Exercise goal :: Retype the data below without altering anything.

Provided material ::
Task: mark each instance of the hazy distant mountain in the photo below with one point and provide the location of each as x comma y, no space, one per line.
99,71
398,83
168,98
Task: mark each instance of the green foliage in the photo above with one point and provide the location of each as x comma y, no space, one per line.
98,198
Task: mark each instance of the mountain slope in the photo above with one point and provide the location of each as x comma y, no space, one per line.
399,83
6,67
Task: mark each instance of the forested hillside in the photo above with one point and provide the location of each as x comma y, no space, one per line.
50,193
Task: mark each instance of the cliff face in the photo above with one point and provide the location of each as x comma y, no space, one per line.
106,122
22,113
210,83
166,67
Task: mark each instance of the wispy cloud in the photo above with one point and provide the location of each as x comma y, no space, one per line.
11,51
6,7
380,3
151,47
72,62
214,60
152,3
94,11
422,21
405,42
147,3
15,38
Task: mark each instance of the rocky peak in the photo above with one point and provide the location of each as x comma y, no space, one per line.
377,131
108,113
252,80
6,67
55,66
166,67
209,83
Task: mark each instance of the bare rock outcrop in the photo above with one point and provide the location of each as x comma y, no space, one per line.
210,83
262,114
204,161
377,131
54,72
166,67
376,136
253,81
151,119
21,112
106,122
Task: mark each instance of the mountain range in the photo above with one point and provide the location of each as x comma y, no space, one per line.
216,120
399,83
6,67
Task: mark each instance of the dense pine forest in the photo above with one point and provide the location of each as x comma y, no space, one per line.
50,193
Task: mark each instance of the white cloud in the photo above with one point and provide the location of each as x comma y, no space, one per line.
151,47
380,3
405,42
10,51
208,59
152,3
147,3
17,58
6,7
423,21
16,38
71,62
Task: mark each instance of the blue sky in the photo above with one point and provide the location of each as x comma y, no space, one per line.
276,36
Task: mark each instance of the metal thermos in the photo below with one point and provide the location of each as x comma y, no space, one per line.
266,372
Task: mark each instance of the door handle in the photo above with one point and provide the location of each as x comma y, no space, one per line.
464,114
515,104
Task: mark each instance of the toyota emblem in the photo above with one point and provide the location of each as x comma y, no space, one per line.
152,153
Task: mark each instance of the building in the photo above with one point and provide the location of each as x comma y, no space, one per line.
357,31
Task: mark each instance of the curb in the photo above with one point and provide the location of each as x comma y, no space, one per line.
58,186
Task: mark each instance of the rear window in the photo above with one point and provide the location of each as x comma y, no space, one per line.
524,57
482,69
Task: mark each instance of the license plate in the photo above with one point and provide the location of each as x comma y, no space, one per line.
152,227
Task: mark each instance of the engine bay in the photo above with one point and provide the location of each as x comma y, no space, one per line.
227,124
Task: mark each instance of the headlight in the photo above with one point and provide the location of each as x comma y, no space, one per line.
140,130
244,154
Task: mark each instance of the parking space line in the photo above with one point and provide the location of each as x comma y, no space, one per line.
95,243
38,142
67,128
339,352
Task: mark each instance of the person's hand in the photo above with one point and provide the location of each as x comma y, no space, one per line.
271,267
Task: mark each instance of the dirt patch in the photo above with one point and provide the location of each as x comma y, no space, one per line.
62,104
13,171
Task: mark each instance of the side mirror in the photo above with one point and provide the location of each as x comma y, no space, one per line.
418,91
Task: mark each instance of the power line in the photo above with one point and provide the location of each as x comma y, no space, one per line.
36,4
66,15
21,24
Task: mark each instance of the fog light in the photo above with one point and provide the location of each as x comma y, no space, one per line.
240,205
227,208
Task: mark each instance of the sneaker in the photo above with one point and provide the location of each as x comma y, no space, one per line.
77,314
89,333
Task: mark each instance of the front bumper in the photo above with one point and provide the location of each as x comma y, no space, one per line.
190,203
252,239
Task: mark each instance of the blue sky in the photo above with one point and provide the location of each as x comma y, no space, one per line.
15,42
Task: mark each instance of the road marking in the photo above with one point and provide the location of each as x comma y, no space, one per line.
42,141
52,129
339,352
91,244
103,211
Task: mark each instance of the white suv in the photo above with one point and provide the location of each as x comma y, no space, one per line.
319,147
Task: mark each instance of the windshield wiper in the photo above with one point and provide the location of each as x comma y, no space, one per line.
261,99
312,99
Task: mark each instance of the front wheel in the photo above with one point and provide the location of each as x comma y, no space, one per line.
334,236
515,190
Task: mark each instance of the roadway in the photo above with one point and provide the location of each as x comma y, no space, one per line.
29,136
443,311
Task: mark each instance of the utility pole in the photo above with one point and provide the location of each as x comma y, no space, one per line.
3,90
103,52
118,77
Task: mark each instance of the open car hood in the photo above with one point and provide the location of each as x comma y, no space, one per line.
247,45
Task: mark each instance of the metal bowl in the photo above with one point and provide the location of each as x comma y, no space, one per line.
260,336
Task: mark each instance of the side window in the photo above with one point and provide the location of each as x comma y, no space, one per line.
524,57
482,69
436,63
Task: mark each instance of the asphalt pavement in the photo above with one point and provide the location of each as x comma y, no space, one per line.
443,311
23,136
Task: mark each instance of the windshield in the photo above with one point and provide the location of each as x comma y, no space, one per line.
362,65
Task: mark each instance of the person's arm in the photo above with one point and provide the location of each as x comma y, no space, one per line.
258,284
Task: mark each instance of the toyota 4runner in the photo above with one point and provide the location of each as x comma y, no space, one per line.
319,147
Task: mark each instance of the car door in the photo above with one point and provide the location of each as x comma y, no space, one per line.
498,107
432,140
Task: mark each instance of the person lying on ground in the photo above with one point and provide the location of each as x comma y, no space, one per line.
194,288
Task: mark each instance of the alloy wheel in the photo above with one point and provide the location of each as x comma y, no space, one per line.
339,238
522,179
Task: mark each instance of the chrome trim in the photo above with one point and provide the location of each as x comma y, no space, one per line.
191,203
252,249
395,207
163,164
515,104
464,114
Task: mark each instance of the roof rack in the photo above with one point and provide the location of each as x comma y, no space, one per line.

Task solution ::
Task: mark each instance of the hazy distant mountain in the photo below with one point and provide the location of each as x comma y, no space, one per line.
99,71
398,83
168,98
Task: mark each instance of the green foliage in the photo above with one point and provide the location of each as x comma y, no space, one per line.
98,198
Task: mark each instance of the mountain slope in the photo above with one point and provide the location of each as x comma y, no space, one per line.
399,83
6,67
Task: mark each instance of the forested hillside in the photo above with one point and provide the location of each as x comma y, no space, one per line.
50,193
Task: mark each instance of the cliff face in the photo above with one point and provide the location of each as x comma y, no space, one per line.
106,122
22,113
210,83
166,67
Task: mark each instance of the wispy cloud in the photo above with one point and provide the location of each as x comma y, no space, one per line.
11,51
6,7
380,3
151,47
72,62
214,60
152,3
94,11
422,21
405,42
147,3
15,38
Task: mark each instance of the rocky peak in the photo above with one point and provide the location of each as x comma y, no space, one per line.
377,131
108,113
252,80
6,67
55,66
166,67
209,83
Task: mark each instance of the bare rock outcrop in the photo above with one point and provide the location of each as x comma y, no space, one per line.
210,83
262,114
204,161
377,131
54,72
166,67
376,136
253,81
151,119
21,112
106,122
Task: mark each instance of the mountain range in the photo above with one point and provide the location of each as x comma y, no space, one per line.
216,120
399,83
6,67
Task: mark each instance of the dense pine forest in the photo above with one point and provide the location of each as x comma y, no space, one per line.
50,193
Task: mark each instance of the white cloud in the photo above with one point and provide the location of each as x comma y, no space, one per line.
151,47
380,3
405,42
10,51
208,59
152,3
147,3
17,58
6,7
423,21
16,38
71,62
Task: mark each instance of the blue sky in the photo above with one point and provide the location of each as x comma y, no space, one per line.
276,36
Task: mark each instance of the metal thermos in the photo below with one point and provide the location of each as x comma y, no space, one per line.
266,372
Task: mark each instance of the door handle in the photo above with one point and provide the location of each as x comma y, no space, one per line.
464,114
515,104
Task: mark each instance of the toyota emblem in the photo above with one point and provide the location of each as x comma y, no space, one per line.
152,153
Task: mark each instance of the building in the photo above with one point and provide the location of each as x comma y, no space, one per line.
357,31
Task: mark each instance of the curb in the photo above with one point and provide the location of each as x comma y, no space, one per line.
58,186
Task: mark each instance of the rear window in the photo above with one point and provide the location of each as x comma y, no space, one per line.
524,57
482,69
Task: mark each instance of the license plate in the photo above with one point and provide the location of each as x comma y, no space, one per line.
152,227
Task: mark each instance of the engine bay in the photo above with one point and provide the location of each as x comma y, no space, one per line.
227,124
Task: mark each instance of the headlight in the photo above with one point and provide the location of each as x comma y, no space, one per line.
140,130
244,154
Task: mark each instance of the parking space line in the photo above with one point and provide the location of each as x comma y, no space, one per line.
95,243
38,142
67,128
339,352
Task: mark each instance of the person's hand in the photo above with one point and provide the location of each as x comma y, no space, one per line.
271,267
Task: mark each instance of the dirt patch in the photo above with one point and provide the location of each as x comma y, no space, one per line.
62,104
13,171
Task: mark each instance of the side mirror in the photo above with one point and provide the location of each as x comma y, no space, one per line.
418,91
Task: mark each instance of the power line in the photo above with one point and provide the location of each as x comma y, no space, one per line.
36,4
66,15
21,24
Task: mark each instance of the fog light in the photo above with one point and provide the location of each as x comma y, no space, one per line.
240,205
227,208
Task: mark each instance of the sneaker in the photo above with one point and provide the location of each as x comma y, no space, one per line.
77,314
89,333
Task: mark each instance of the front bumper in the photo above with one point and provide the location of each as x comma y, no space, one per line.
190,203
252,239
Task: mark each instance of the blue sky in the photo above with one point and provide the location of each as x comma y, no space, one per line.
15,42
Task: mark each instance of the road marking in the photo above with one point and provide the location of each as x comma y, no space, one per line.
42,141
52,129
339,352
91,244
103,211
Task: mark each instance of the white suv in the photo above with one point and provide the location of each as x comma y, no space, one per line.
319,147
Task: mark each instance of the windshield wiper in the photo above with one point and provide the location of each as x comma y, no space, one per line.
261,99
312,99
Task: mark each instance of the front wheel in the photo above with one point and provide the location of each as x comma y, no space, one per line.
334,236
515,190
Task: mark each instance of the roadway in the photo above with one point and provide the location of each as x comma y, no space, one per line.
29,136
443,311
Task: mark each instance of the utility pole in the photo above with one point and provide the location of each as x comma y, no space, one per line.
3,90
103,52
118,77
Task: mark each instance of the open car hood in the photo above with one point and provide the location of each as x comma y, no space, one per line.
247,45
Task: mark each instance of the metal bowl in the photo above with one point and provide the location of each as x comma y, no space, one per line.
260,336
Task: mark each instance of the side window in the photo above with one point and provide the location of each as x comma y, no space, one per line.
524,57
482,69
436,63
Task: mark each instance of the asphalt pavement in the photo above with one point and provide the location of each as x comma y, no space, one per line.
443,311
23,136
Task: mark each instance of the windshield in the photo above with one point and provide the location of each as x comma y, no space, one per line.
362,65
Task: mark each instance of the person's arm in the photo above with one point and provide the location of each as x comma y, no space, one per line.
258,284
Task: mark each instance of the toyota 4runner in the photo above with one point and provide the location of each as x comma y, no space, one per line.
319,147
Task: mark each instance of the car door in the photo above with one point and provide the location of each as x comma y, no space, one per line.
498,107
432,140
Task: mark each instance of the person lying on ground in the photo above with one point and provide the location of each as x comma y, no space, one per line.
194,288
Task: mark each instance of the alloy wheel in the photo above with one point and provide the location of each as x comma y, no space, one per line.
339,238
522,179
Task: mark each instance of the chrome trim in the photo above with one point and provide the location of each as x comma y, no space, one per line.
191,203
252,249
395,207
163,164
515,104
464,114
Task: mark each instance of the roof rack in the photo above with one point and provide the location of each as x comma y, no space, one per line.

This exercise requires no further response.